Saturday, February 18, 2012

Imamah dan Khilafah

1. Pengertian Imamah dan Khilafah

            Menurut bahasa, Imamah artinya adalah kepemimpinan dan Imam adalah pemimpin. Kata lain dari imam adalah khalifah, yaitu penguasa atau pemimpin tertinggi rakyat. Disamping itu, kata imam jugalah dipakai untuk Al-qur’an karena fungsi-nya sebagai pedoman bagi umat islam sama seperti pemimpin.
Kata imamah tidak disebutkan di dalam Al-Qur’an, namun dalam surah Al-Baqarah ayat 124 dan Al-anbiya ayat 73 disebutkan kata “imam (Pemimpin)” dan “aimmam (para pemimpin”.
Dan (ingatlah), ketika Ibrahim diuji Tuhannya dengan beberapa kalimat (perintah dan larangan), lalu Ibrahim menunaikannya. Allah berfirman: “Sesungguhnya aku akan menjadikanmu imam bagi seluruh manusia”. Ibrahim berkata: “(Dan saya mohon juga) dari keturunanku”. Allah berfirman: “Janji-Ku (ini) tidak mengenai orang yang zalim”. (Al-Baqarah: 124)
            Kami telah menjadikan mereka itu sebagai pemimpin-pemimpin yang memberi petunjuk dengan perintah Kami dan telah Kami wahyukan kepada, mereka mengerjakan kebajikan, mendirikan sembahyang, menunaikan zakat, dan hanya kepada kamilah mereka selalu menyembah. (Al-Anbiyaa’: 73)

........

# Tugas Tertulis 1
Ulangi bagian teks tentang imamah dan khilafah mulai dari "Kata imamah tidak" sampai dengan "menyembah. (Al-Anbiyaa’: 73)" tanpa mengubah satu kata pun.

Baris pelabelan garis tepi:
........

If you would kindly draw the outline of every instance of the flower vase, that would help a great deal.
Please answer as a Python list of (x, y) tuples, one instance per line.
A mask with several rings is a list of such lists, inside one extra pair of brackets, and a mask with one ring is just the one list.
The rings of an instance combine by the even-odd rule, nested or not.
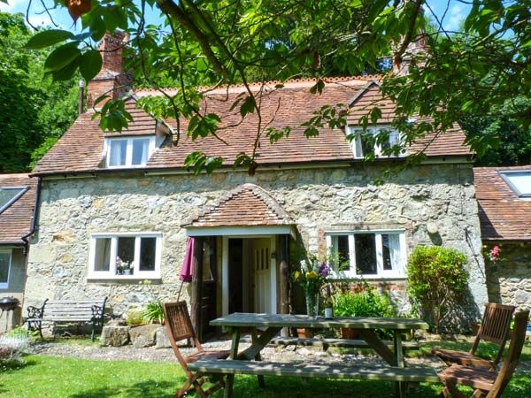
[(315, 319), (319, 313), (319, 293), (312, 294), (305, 292), (306, 295), (306, 313), (308, 317)]

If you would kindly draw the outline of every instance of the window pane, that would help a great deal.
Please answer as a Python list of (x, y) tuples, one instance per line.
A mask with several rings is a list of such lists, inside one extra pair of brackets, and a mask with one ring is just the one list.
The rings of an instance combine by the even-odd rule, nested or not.
[(94, 271), (109, 271), (111, 269), (111, 238), (96, 240)]
[(8, 282), (10, 260), (10, 253), (0, 253), (0, 283)]
[(145, 138), (135, 138), (133, 140), (133, 161), (132, 165), (145, 165), (148, 163), (148, 150), (150, 140)]
[[(120, 236), (118, 238), (117, 256), (122, 263), (132, 264), (135, 261), (135, 240), (134, 236)], [(119, 263), (118, 258), (117, 262)]]
[(508, 172), (506, 174), (503, 174), (505, 176), (512, 187), (517, 189), (516, 194), (520, 196), (523, 195), (531, 195), (531, 172)]
[(140, 271), (155, 271), (157, 238), (140, 240)]
[(109, 142), (109, 165), (126, 165), (127, 140), (112, 140)]
[(376, 239), (374, 234), (356, 233), (354, 241), (357, 272), (367, 275), (377, 273)]

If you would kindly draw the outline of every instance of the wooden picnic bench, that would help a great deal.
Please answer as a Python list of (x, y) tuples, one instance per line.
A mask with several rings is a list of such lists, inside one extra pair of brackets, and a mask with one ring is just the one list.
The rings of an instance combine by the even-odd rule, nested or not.
[(254, 376), (295, 376), (303, 378), (355, 379), (366, 380), (439, 382), (434, 368), (396, 366), (351, 366), (321, 364), (284, 364), (265, 361), (199, 359), (189, 364), (189, 370), (218, 374)]
[[(242, 337), (240, 342), (250, 343), (251, 339)], [(393, 349), (395, 343), (393, 341), (383, 341), (389, 348)], [(327, 350), (329, 347), (338, 348), (371, 348), (365, 340), (348, 340), (348, 339), (314, 339), (302, 337), (275, 337), (271, 340), (268, 346), (301, 346), (301, 347), (321, 347)], [(406, 349), (419, 349), (420, 348), (418, 341), (402, 341), (402, 348)]]
[(107, 297), (94, 300), (44, 300), (41, 307), (27, 307), (27, 330), (38, 330), (42, 338), (42, 323), (92, 324), (90, 339), (94, 341), (96, 327), (104, 325)]
[[(211, 321), (214, 326), (223, 326), (232, 333), (231, 353), (228, 360), (205, 359), (191, 364), (190, 369), (207, 373), (227, 375), (224, 397), (230, 398), (233, 394), (235, 374), (254, 374), (258, 384), (264, 386), (264, 376), (299, 376), (304, 378), (321, 377), (335, 379), (365, 379), (374, 380), (392, 380), (396, 382), (396, 394), (404, 397), (408, 382), (437, 382), (435, 371), (431, 368), (406, 368), (404, 360), (404, 342), (402, 333), (404, 331), (427, 329), (428, 325), (420, 319), (400, 318), (335, 318), (326, 319), (322, 317), (312, 318), (305, 315), (291, 314), (251, 314), (234, 313)], [(319, 344), (318, 339), (292, 339), (277, 337), (284, 327), (305, 328), (341, 328), (357, 329), (363, 339), (364, 348), (373, 348), (388, 364), (381, 367), (357, 367), (316, 364), (279, 364), (262, 362), (260, 351), (271, 341), (289, 344)], [(376, 330), (393, 331), (392, 348), (384, 343)], [(240, 351), (240, 336), (243, 331), (250, 330), (250, 346)], [(322, 344), (327, 344), (327, 340)], [(341, 344), (338, 339), (330, 339), (331, 342)], [(349, 343), (346, 343), (349, 344)], [(350, 343), (355, 344), (355, 343)]]

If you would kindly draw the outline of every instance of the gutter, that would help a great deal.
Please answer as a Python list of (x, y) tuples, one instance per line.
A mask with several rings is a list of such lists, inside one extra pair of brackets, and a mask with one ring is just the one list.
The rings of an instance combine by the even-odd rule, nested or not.
[(35, 232), (35, 230), (37, 229), (37, 215), (38, 215), (38, 209), (39, 209), (39, 202), (41, 201), (41, 187), (42, 185), (42, 178), (41, 176), (37, 176), (37, 192), (35, 193), (35, 204), (34, 207), (34, 211), (33, 211), (33, 215), (32, 215), (32, 219), (31, 219), (31, 229), (30, 231), (26, 233), (24, 236), (22, 236), (20, 239), (22, 240), (22, 241), (24, 241), (24, 250), (23, 250), (23, 254), (24, 256), (27, 255), (27, 250), (29, 249), (29, 241), (27, 240), (27, 238), (29, 238), (31, 235), (33, 235)]

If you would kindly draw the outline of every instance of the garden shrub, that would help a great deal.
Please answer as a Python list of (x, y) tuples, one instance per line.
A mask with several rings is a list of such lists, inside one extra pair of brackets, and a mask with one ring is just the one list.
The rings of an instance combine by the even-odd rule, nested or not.
[(366, 286), (360, 293), (337, 293), (334, 295), (334, 314), (338, 317), (396, 317), (387, 295)]
[(435, 333), (465, 296), (466, 256), (440, 246), (417, 246), (407, 264), (407, 292), (413, 306)]
[(162, 302), (158, 301), (148, 302), (143, 310), (143, 318), (148, 324), (164, 325), (165, 316)]
[(143, 312), (140, 310), (129, 310), (127, 311), (127, 325), (142, 325), (144, 322)]

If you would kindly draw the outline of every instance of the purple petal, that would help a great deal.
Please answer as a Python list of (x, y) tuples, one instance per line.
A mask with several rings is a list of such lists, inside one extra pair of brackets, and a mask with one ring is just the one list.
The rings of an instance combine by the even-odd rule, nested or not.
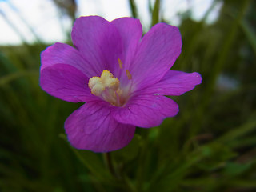
[(154, 26), (143, 37), (130, 67), (137, 89), (162, 79), (179, 56), (181, 49), (181, 34), (176, 26), (164, 23)]
[(161, 95), (141, 94), (131, 98), (124, 107), (115, 108), (113, 117), (121, 123), (149, 128), (159, 126), (164, 118), (178, 112), (173, 100)]
[(202, 82), (198, 73), (170, 70), (158, 82), (145, 89), (145, 94), (178, 96), (190, 91)]
[(88, 88), (88, 78), (75, 67), (55, 64), (43, 68), (40, 86), (48, 94), (71, 102), (98, 100)]
[(79, 52), (75, 48), (64, 43), (55, 43), (42, 51), (41, 63), (41, 70), (47, 66), (62, 63), (73, 66), (87, 77), (91, 77), (94, 74), (93, 71), (90, 70), (88, 62), (81, 56)]
[(111, 23), (116, 26), (121, 35), (126, 55), (124, 61), (122, 62), (124, 64), (124, 70), (128, 70), (142, 35), (142, 26), (138, 19), (133, 18), (118, 18)]
[(110, 113), (110, 108), (102, 102), (88, 102), (75, 110), (65, 122), (71, 145), (94, 152), (116, 150), (128, 145), (135, 126), (118, 122)]
[(114, 73), (118, 68), (118, 58), (123, 60), (122, 38), (116, 26), (98, 16), (76, 19), (72, 41), (78, 51), (89, 61), (92, 76), (100, 76), (104, 70)]

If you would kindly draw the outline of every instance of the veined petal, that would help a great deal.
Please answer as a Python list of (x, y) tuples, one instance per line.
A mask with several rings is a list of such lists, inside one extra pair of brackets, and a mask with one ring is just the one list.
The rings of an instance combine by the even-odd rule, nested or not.
[(81, 70), (87, 77), (91, 77), (93, 71), (90, 71), (89, 63), (79, 52), (74, 47), (57, 42), (48, 46), (41, 54), (41, 70), (47, 66), (55, 64), (68, 64)]
[(90, 62), (92, 76), (100, 76), (104, 70), (116, 76), (124, 51), (122, 38), (113, 23), (98, 16), (81, 17), (75, 20), (71, 36), (75, 47)]
[(178, 96), (193, 90), (201, 82), (202, 77), (198, 73), (170, 70), (162, 79), (145, 89), (143, 93)]
[(179, 56), (182, 38), (176, 26), (158, 23), (145, 34), (130, 72), (137, 90), (162, 78)]
[(134, 96), (124, 107), (115, 108), (113, 117), (120, 123), (150, 128), (159, 126), (164, 118), (178, 112), (178, 106), (162, 95), (140, 94)]
[(87, 102), (75, 110), (65, 122), (71, 145), (94, 152), (108, 152), (128, 145), (135, 126), (118, 122), (110, 113), (110, 108), (101, 102)]
[[(125, 58), (123, 70), (129, 70), (142, 35), (142, 26), (138, 19), (120, 18), (111, 22), (118, 30), (122, 43)], [(118, 70), (118, 67), (117, 67)]]
[(88, 88), (88, 78), (77, 68), (66, 64), (55, 64), (43, 68), (40, 86), (48, 94), (71, 102), (99, 100)]

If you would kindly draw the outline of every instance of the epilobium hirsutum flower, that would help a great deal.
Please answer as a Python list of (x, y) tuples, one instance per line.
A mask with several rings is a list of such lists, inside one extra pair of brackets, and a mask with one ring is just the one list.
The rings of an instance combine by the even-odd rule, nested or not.
[(42, 53), (42, 88), (67, 102), (86, 102), (65, 122), (75, 148), (124, 147), (135, 126), (157, 126), (177, 114), (178, 105), (164, 95), (181, 95), (201, 83), (198, 73), (170, 70), (181, 53), (177, 27), (158, 23), (142, 34), (135, 18), (82, 17), (71, 34), (74, 47), (56, 43)]

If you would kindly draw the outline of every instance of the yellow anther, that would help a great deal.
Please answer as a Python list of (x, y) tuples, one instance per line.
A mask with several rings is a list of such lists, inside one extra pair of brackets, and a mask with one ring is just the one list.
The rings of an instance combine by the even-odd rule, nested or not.
[(103, 70), (101, 75), (102, 82), (113, 78), (113, 74), (109, 70)]
[(100, 78), (90, 78), (88, 86), (93, 94), (100, 96), (106, 88), (117, 90), (119, 87), (119, 80), (114, 78), (113, 74), (106, 70), (102, 71)]
[(126, 70), (126, 75), (127, 75), (127, 78), (128, 78), (129, 80), (130, 80), (132, 78), (131, 74), (127, 70)]
[(99, 77), (93, 77), (90, 78), (88, 86), (90, 89), (91, 93), (96, 96), (101, 95), (101, 94), (105, 90), (102, 81)]
[(120, 58), (118, 58), (118, 60), (119, 67), (121, 70), (122, 70), (122, 62)]

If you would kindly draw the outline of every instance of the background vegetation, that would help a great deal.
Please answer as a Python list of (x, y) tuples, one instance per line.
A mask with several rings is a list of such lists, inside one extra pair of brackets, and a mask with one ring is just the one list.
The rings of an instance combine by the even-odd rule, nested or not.
[[(202, 84), (172, 98), (177, 117), (137, 129), (110, 155), (66, 142), (63, 122), (81, 104), (39, 87), (40, 52), (49, 45), (1, 46), (0, 190), (256, 191), (256, 2), (223, 0), (218, 21), (207, 24), (219, 1), (200, 22), (179, 15), (183, 47), (173, 69), (199, 72)], [(73, 2), (58, 4), (71, 18)], [(171, 24), (159, 6), (157, 0), (149, 8), (152, 25)]]

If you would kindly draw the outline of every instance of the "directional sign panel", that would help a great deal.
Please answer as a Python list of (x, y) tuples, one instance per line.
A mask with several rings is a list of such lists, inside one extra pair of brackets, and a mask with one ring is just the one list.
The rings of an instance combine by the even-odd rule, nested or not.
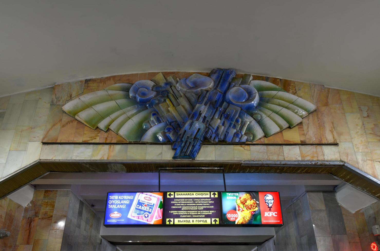
[(221, 196), (222, 224), (282, 225), (278, 192), (226, 192)]
[(164, 193), (164, 222), (166, 225), (219, 224), (220, 221), (220, 193)]
[(163, 193), (108, 193), (106, 226), (162, 224)]

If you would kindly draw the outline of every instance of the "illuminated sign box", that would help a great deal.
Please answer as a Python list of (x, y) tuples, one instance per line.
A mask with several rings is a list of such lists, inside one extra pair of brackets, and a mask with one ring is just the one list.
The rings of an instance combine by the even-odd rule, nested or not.
[(106, 227), (280, 226), (278, 192), (109, 192)]
[(282, 214), (278, 192), (221, 193), (222, 224), (282, 225)]
[(163, 193), (108, 193), (106, 226), (162, 224)]
[(184, 192), (164, 194), (164, 224), (207, 225), (220, 223), (220, 193)]

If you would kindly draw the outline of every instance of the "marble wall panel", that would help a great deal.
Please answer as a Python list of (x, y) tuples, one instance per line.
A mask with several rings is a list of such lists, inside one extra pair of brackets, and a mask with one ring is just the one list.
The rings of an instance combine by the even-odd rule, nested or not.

........

# Tugas Tertulis 2
Temukan semua baris di atas yang mengandung kata "sign", lalu salin setiap baris tersebut secara utuh.

# Jawaban Tertulis 1
Kata imamah tidak disebutkan di dalam Al-Qur’an, namun dalam surah Al-Baqarah ayat 124 dan Al-anbiya ayat 73 disebutkan kata “imam (Pemimpin)” dan “aimmam (para pemimpin”.
Dan (ingatlah), ketika Ibrahim diuji Tuhannya dengan beberapa kalimat (perintah dan larangan), lalu Ibrahim menunaikannya. Allah berfirman: “Sesungguhnya aku akan menjadikanmu imam bagi seluruh manusia”. Ibrahim berkata: “(Dan saya mohon juga) dari keturunanku”. Allah berfirman: “Janji-Ku (ini) tidak mengenai orang yang zalim”. (Al-Baqarah: 124)
            Kami telah menjadikan mereka itu sebagai pemimpin-pemimpin yang memberi petunjuk dengan perintah Kami dan telah Kami wahyukan kepada, mereka mengerjakan kebajikan, mendirikan sembahyang, menunaikan zakat, dan hanya kepada kamilah mereka selalu menyembah. (Al-Anbiyaa’: 73)

# Jawaban Tertulis 2
If you would kindly draw the outline of every instance of the "directional sign panel", that would help a great deal.
If you would kindly draw the outline of every instance of the "illuminated sign box", that would help a great deal.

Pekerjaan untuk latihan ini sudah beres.